» WORK ITEM
Please write out every record exactly, but keep any images out of it.

» DATA FOR PROCESSING
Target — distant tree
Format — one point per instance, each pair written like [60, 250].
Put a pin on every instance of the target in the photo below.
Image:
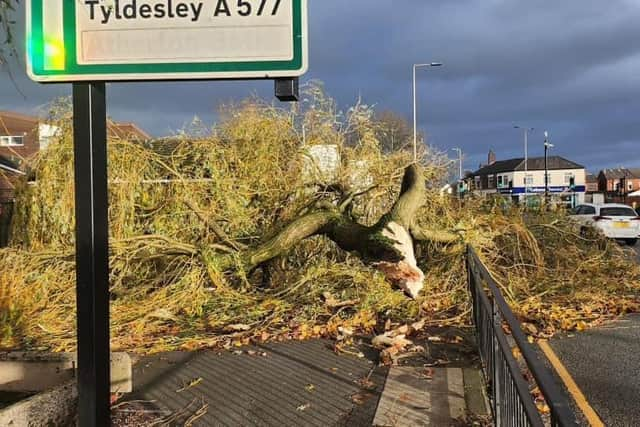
[393, 131]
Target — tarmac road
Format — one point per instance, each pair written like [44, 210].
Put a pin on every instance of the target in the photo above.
[605, 364]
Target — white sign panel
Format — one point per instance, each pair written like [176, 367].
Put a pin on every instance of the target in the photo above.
[71, 40]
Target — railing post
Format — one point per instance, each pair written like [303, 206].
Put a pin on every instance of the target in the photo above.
[495, 323]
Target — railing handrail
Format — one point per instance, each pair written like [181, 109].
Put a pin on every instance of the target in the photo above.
[554, 397]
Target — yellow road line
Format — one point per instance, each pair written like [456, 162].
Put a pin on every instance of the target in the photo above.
[591, 415]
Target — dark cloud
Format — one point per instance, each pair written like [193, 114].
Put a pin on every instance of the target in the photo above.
[572, 67]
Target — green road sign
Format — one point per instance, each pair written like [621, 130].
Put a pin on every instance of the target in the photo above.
[91, 40]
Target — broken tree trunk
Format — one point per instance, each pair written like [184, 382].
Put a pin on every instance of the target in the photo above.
[387, 245]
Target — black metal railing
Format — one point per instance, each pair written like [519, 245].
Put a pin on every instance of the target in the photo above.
[511, 400]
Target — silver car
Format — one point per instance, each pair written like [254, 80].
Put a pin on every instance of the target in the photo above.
[614, 220]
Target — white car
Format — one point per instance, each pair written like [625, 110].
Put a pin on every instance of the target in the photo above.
[614, 220]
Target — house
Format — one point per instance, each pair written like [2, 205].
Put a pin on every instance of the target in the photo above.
[23, 136]
[618, 181]
[591, 183]
[518, 179]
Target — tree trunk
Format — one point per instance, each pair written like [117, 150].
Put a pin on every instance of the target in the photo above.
[387, 245]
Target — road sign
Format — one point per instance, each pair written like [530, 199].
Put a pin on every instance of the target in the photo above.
[108, 40]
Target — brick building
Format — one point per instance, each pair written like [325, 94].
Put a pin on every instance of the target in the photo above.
[616, 183]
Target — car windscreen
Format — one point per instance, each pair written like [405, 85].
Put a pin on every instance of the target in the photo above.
[617, 212]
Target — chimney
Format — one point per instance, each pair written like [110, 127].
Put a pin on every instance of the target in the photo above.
[491, 158]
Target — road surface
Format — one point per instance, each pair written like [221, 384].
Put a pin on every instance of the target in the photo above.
[604, 363]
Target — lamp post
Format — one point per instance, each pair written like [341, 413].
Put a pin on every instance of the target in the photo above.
[526, 156]
[415, 131]
[547, 145]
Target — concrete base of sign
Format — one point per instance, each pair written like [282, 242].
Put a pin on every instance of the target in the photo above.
[34, 372]
[55, 407]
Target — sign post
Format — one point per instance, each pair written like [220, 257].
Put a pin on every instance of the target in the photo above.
[92, 252]
[90, 42]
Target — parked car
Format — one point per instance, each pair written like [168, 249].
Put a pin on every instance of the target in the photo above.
[614, 220]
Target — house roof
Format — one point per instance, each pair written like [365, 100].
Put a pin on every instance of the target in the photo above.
[591, 178]
[533, 163]
[9, 166]
[618, 173]
[499, 166]
[11, 122]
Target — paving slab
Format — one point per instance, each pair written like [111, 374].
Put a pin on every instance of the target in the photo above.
[418, 396]
[282, 384]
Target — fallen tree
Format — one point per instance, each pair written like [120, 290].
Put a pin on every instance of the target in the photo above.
[387, 244]
[218, 237]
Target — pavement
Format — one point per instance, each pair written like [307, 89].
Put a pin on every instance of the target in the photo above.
[303, 383]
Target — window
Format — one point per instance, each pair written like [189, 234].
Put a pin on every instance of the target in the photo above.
[11, 141]
[567, 177]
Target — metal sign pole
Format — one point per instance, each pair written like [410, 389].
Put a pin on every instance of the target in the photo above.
[92, 253]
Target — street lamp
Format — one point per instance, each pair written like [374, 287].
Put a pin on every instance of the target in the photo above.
[459, 151]
[526, 156]
[415, 131]
[547, 145]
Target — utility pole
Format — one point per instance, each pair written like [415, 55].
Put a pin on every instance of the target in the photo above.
[526, 155]
[547, 145]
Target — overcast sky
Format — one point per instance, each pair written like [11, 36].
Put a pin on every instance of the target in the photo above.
[571, 67]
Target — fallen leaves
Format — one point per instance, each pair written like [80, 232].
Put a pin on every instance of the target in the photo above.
[394, 343]
[361, 397]
[192, 383]
[303, 407]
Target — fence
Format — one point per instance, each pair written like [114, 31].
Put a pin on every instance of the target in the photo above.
[511, 400]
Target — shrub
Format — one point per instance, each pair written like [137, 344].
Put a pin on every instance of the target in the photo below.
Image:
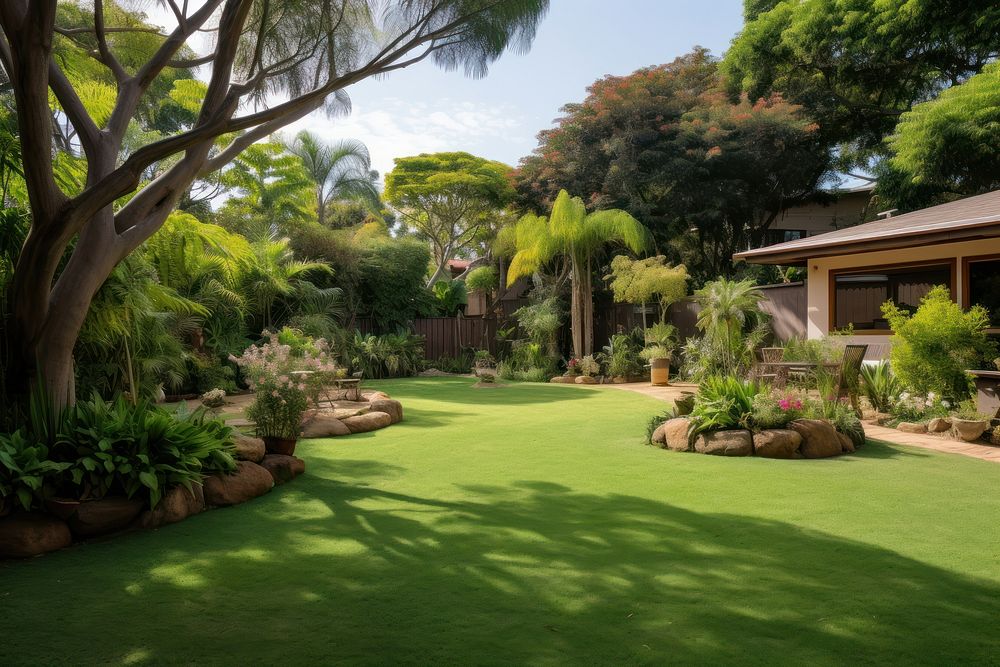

» SOLUTION FOR THIS PROBLEM
Target — distant tree
Format — one point per instance, each pair written like [60, 250].
Put a pin on every instance of the target in the photo below.
Image:
[393, 131]
Target — tarmac road
Format — one point per instance, each pair written like [44, 210].
Put a pin on every instance of the target in the photo above.
[605, 364]
Target — white sign panel
Format — one point per instance, each pair written like [176, 367].
Put a pin on every instance of the target in the photo above.
[71, 40]
Target — railing post
Format — one point per instance, each pair written like [303, 206].
Put a pin on every instance of the target in the photo above.
[495, 323]
Target — railing handrail
Format — one point per instance, each pair written like [181, 109].
Put a pin on every instance of the target in the photo above.
[554, 397]
Target — yellow road line
Format — one point per instance, each pair written like [456, 162].
Put a pin on every instance of the target in the photo above.
[591, 415]
Target — dark cloud
Format — one point per instance, each pair written like [193, 114].
Put a pin on every instance of the target in the photo above.
[572, 67]
Target — green road sign
Format — one point per instance, each pair written like [621, 130].
Put a pin on every instance of the target in the photo above.
[91, 40]
Target — broken tree trunk
Format — one point per instance, each pair written like [184, 382].
Put a pin on every instance of the target in the photo above.
[387, 245]
Target — black metal railing
Format — one point per instance, each pair written like [519, 245].
Put a pin on every instance of the target in the photo above.
[511, 400]
Target — silver car
Format — one point per instance, each pair written like [254, 80].
Put a pin on every instance of the target in the photo above.
[614, 220]
Target — white car
Format — one point per instance, each pair written like [625, 110].
Put a pin on every instance of the target in the photo above.
[614, 220]
Target — house
Format — one point per instance, each pair written like [2, 205].
Put a pin on every instance of the target in the photo above.
[23, 136]
[618, 181]
[591, 183]
[518, 179]
Target — tree trunk
Format — one point per instance, each pair written like [117, 150].
Put a pin on every instance of the target in the photo above.
[387, 245]
Target — road sign
Format — one point per instance, each pair written like [530, 199].
Put a pin on every instance of the target in the photo above.
[108, 40]
Target — brick building
Format — one point per instance, each pair written like [325, 94].
Put a pin on every instance of the target in the photo above.
[616, 183]
Target — car windscreen
Format — one point per instance, each pair written like [405, 85].
Put a pin on every instance of the target in the photo above.
[617, 212]
Target — chimney
Format — one point per instance, each pair written like [110, 127].
Put a pin on every instance of the target in the photo above.
[491, 158]
Target — road surface
Format — one point per instance, each pair written like [221, 384].
Put a pin on every instance of the target in the photo above.
[604, 363]
Target — lamp post
Format — one point per instance, each pair written like [341, 413].
Put a pin on every instance of the target in the photo above.
[526, 156]
[415, 131]
[547, 145]
Target — concrete base of sign
Format — one point per instance, each pair written like [282, 242].
Put a pin on every instance of the target in the photo above.
[34, 372]
[55, 407]
Target — sign post
Format — one point per instance, each pair written like [220, 257].
Put a pin on every instance of the target in the photo above.
[92, 252]
[90, 42]
Target — parked car
Format — one point per instance, each pair written like [168, 249].
Put a pin on every instance of the target in the photo above.
[614, 220]
Target — house roof
Format — one point per instance, each pair written like [365, 100].
Put a pin on every instance of the target in the photo above.
[591, 178]
[533, 163]
[9, 166]
[618, 173]
[499, 166]
[11, 122]
Target — paving slab
Format — one point per instance, each pair written like [111, 374].
Put a pin on every instance of the target in the photo above.
[418, 396]
[282, 384]
Target — fallen tree
Format — one point per instance, each pair written like [120, 290].
Put a pin on every instance of the target in the photo above.
[387, 244]
[218, 237]
Target — pavement
Format — one point per instance, each pair written like [307, 89].
Put a pin on every instance of the target in the photo above.
[303, 383]
Target — window
Format — one point per instance, each pair written like [189, 234].
Put a pin on every instance of the target in the photo above.
[11, 141]
[567, 177]
Target — metal sign pole
Format — one point per instance, each pair written like [410, 389].
Put a pin on every instance of the target in the photo above.
[92, 253]
Target — street lamp
Format — one point per instance, each pair written like [374, 287].
Put a pin on every instance of the target in the photo above.
[459, 151]
[526, 156]
[415, 131]
[547, 145]
Target — utility pole
Format — one point per instance, each pair written like [415, 55].
Put a pin on every instance of the target in the photo above.
[526, 155]
[547, 145]
Target — overcast sky
Format — one point per instance, each pair written like [11, 36].
Put a pin on every instance of the target in the photo above.
[571, 67]
Target — fallen leaves
Format — one point per instance, each pair written like [80, 232].
Put a pin on every instance of the target in the photo above.
[394, 343]
[361, 397]
[192, 383]
[303, 407]
Target — fence
Format — one point per instance, each pair written like [114, 31].
Put a pin on every instance of the target in the photo above.
[511, 400]
Target — shrub
Format — one point per instance, each pair written like [137, 344].
Put a pin on every instance of the target in the photo below.
Image:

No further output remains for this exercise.